_Set problem 1:_ Pull out every line of the listing below that contains the string "vegetation", matching case exactly.

_Given text:_

★ ★ ★ ★

So it seems to me that as long as you are under the 40 sq m, you could design a garage conversion to have say a shower room/small kitchen and legitimately include that space under rent a room?


----------



## onekeano (19 Apr 2017)

Bronte said:


> The borrowing costs are important, ie the interest rate.  We have currently historically the lowest rates.  But not sure if you can get good rates for investment properties, or if you need a higher interest rate.  Also your son might have a problem even getting a loan. We have had posters on here who live abroad and couldn't get them.
> 
> One other word of caution, are you getting your son on the ladder or is he at all interested.  What happens if he meets a significant other and never comes back.



Thanks for that Bronte. I did check about the funding and it is possible - might depend on the LTV but I guess if you're putting up a half or thereabouts they should be interested. Had a call with these folks www.newmoney.ie and they were interested - rates vary from 4.5% to 5.25%, this company also does interest only (which is not the goal but just FYI).

I take your point on a possible significant other coming out of the woodwork   but at least he'd have the option to cash in and convert his equity to US$ and he'd be on the ladder over there.


----------



## Bronte (20 Apr 2017)

★ ★ ★ ★

_Data entries:_
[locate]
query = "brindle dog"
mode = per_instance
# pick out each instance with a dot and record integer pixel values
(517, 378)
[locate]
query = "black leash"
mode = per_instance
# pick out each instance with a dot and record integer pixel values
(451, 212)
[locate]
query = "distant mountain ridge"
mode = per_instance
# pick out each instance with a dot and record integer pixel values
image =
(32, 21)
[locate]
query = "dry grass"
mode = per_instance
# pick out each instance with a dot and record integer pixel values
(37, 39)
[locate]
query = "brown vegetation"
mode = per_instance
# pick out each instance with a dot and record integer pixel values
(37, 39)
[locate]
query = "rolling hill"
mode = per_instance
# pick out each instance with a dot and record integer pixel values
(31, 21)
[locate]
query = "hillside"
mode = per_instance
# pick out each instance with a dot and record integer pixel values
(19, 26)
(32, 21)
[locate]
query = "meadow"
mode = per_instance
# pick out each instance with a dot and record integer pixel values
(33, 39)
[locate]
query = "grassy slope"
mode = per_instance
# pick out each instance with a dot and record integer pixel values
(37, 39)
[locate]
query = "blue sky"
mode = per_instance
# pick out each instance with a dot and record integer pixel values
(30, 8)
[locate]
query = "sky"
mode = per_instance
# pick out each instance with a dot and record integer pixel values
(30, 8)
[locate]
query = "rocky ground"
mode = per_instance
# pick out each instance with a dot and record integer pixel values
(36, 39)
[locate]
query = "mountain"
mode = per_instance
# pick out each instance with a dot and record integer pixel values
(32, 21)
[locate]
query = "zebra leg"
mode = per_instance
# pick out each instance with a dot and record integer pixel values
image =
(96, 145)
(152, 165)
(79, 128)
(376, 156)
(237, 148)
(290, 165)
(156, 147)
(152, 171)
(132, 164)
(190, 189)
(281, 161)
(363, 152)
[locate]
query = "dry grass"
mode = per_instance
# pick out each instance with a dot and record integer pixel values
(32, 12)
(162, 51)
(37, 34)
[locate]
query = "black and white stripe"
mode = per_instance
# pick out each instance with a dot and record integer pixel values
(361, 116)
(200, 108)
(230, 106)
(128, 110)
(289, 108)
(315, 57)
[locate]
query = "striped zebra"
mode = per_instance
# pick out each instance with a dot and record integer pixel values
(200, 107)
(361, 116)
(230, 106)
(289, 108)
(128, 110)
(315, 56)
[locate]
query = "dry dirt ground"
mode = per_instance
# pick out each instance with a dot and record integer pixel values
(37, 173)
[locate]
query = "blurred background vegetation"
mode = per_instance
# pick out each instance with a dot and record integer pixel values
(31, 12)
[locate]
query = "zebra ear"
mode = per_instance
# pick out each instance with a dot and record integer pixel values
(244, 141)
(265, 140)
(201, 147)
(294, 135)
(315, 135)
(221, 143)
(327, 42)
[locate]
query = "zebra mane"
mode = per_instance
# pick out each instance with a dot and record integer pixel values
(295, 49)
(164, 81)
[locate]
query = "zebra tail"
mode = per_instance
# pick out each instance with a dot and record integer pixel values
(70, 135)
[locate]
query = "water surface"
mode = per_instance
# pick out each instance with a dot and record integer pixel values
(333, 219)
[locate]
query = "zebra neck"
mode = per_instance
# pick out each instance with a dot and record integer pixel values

★ ★ ★ ★

_Set problem 2:_ Reproduce the forum thread above word for word, everything from "I take your" down to "(20 Apr 2017)".

_Worked solution 1:_
query = "brown vegetation"
query = "blurred background vegetation"

_Worked solution 2:_
I take your point on a possible significant other coming out of the woodwork   but at least he'd have the option to cash in and convert his equity to US$ and he'd be on the ladder over there.


----------



## Bronte (20 Apr 2017)